• [EXERCISE BRIEF]:
Check every line of the entries below for the word "whole", and copy the ones that have it.

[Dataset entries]
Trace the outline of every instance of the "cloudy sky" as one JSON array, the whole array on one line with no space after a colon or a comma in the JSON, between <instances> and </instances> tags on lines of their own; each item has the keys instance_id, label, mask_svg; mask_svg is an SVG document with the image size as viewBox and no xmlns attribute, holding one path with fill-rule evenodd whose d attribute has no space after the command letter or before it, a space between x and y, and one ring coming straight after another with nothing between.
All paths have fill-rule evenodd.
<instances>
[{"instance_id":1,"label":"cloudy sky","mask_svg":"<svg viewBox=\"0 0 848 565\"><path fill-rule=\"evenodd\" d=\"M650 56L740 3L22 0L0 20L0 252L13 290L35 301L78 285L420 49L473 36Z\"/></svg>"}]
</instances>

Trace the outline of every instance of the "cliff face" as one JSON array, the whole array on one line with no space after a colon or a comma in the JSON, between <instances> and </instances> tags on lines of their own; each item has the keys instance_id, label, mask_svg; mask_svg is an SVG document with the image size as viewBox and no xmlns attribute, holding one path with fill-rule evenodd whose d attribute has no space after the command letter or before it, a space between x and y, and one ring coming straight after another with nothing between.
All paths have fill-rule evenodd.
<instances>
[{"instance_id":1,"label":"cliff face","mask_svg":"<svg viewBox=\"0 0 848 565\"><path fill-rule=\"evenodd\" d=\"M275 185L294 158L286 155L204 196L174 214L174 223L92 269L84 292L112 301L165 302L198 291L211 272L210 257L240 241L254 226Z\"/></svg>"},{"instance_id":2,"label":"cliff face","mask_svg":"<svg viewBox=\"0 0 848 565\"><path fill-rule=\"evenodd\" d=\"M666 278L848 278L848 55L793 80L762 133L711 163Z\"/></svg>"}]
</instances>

• [EXERCISE RESULT]:
Trace the outline of every instance of the "cloudy sky" as one JSON array, the whole array on one line with no space after a colon or a comma in the JSON, between <instances> and </instances> tags on lines of their own; each item has the keys instance_id, label, mask_svg; mask_svg is an SVG document with the image size as viewBox and no xmlns attribute, holding one path with fill-rule evenodd whose d attribute has no space after the command letter or before it, a space between x and y, and one ring coming straight after another with nothing between.
Trace the outline of every instance of the "cliff face" as one JSON array, the whole array on one line with no space after a colon or a comma in the JSON, between <instances> and </instances> tags on lines of their own; each item has the keys instance_id, label, mask_svg; mask_svg is an SVG document with the image size as viewBox and no xmlns attribute, holding one path with fill-rule evenodd whose d attribute has no space after the command letter or before it, a space between x and y, and one ring coming straight after another with nothing between.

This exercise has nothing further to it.